The exercise:
Reproduce the rows below word for word, from the very first line through the line containing "[0,0,200,150]", with both ends included.

Items from a labeling collection:
****************
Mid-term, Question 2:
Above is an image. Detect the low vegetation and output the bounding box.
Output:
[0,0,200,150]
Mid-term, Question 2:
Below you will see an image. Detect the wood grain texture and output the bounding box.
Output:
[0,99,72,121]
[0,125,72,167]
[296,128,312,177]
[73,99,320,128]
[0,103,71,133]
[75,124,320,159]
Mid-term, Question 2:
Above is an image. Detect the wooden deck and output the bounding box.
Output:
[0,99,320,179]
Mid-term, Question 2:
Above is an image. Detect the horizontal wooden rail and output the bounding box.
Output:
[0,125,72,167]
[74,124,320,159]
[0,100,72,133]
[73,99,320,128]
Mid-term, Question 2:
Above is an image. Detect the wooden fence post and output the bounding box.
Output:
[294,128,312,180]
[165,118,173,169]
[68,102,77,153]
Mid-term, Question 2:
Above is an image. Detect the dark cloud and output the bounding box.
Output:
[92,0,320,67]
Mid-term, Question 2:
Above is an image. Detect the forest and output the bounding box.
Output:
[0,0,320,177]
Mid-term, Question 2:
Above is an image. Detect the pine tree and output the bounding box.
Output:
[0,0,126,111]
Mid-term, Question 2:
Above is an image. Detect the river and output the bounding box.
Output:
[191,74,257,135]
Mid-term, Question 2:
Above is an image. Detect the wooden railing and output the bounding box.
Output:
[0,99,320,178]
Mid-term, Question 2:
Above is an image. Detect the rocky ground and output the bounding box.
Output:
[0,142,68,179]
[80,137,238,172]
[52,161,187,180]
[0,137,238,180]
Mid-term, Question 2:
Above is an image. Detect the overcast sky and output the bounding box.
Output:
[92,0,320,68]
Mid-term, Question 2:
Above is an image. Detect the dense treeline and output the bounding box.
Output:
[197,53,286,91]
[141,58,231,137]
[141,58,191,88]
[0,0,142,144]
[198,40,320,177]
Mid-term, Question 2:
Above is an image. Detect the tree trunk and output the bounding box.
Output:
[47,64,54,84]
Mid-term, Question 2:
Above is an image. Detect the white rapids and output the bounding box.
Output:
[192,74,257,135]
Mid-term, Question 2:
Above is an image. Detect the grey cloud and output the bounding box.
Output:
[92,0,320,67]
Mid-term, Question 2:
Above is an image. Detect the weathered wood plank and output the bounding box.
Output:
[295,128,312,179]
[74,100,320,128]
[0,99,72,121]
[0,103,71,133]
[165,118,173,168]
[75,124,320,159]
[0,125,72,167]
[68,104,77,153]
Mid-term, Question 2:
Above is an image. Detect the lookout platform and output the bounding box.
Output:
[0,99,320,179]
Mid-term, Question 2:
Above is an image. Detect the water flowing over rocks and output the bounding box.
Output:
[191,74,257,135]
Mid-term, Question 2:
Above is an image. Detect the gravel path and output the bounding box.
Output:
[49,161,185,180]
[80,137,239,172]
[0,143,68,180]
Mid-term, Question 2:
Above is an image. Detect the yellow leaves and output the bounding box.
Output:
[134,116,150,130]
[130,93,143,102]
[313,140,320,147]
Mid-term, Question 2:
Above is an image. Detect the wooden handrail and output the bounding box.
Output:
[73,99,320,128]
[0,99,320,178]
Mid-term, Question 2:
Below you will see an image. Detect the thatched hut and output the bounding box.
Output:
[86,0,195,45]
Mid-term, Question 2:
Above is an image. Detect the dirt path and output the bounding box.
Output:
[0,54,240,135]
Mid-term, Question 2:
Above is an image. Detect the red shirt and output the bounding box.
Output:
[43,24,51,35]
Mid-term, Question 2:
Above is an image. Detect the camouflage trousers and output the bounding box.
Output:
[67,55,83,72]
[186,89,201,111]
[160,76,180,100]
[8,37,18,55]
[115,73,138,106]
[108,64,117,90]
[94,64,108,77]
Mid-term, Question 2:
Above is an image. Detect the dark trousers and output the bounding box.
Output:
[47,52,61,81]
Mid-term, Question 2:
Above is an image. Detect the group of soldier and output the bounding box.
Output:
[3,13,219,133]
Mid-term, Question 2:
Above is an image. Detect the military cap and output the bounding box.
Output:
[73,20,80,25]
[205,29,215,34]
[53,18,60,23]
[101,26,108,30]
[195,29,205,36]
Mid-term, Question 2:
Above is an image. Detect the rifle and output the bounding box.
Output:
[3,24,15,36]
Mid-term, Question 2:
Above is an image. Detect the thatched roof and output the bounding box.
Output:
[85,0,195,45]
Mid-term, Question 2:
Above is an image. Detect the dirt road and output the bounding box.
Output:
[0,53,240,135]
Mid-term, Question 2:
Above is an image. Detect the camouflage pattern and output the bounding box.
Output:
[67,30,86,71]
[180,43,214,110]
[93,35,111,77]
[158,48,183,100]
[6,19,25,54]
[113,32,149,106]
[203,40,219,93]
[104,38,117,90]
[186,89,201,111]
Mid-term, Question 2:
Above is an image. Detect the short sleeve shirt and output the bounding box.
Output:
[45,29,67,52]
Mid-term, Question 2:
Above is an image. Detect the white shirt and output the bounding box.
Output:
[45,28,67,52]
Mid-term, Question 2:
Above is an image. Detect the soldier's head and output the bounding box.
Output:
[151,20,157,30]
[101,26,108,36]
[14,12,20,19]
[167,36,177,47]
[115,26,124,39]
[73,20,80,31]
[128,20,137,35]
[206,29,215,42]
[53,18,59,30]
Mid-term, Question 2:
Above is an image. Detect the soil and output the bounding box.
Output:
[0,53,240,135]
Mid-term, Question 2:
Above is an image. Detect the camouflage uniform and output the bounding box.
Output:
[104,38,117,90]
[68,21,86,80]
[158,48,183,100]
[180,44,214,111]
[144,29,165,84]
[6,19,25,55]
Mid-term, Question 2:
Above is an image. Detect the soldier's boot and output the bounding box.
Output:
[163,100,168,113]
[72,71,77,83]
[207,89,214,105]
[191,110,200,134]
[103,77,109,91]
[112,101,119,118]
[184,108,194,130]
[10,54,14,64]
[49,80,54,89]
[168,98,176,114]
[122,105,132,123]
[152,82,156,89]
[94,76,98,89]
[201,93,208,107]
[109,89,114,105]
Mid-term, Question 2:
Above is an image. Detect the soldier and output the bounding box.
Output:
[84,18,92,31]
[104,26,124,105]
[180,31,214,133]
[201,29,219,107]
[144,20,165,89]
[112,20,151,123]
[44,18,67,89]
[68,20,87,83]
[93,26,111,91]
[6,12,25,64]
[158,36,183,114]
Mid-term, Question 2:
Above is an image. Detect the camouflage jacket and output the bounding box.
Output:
****************
Task result:
Mid-term, Question 2:
Above is an image. Detect the low vegetation and output the bounding box.
Output:
[0,0,200,150]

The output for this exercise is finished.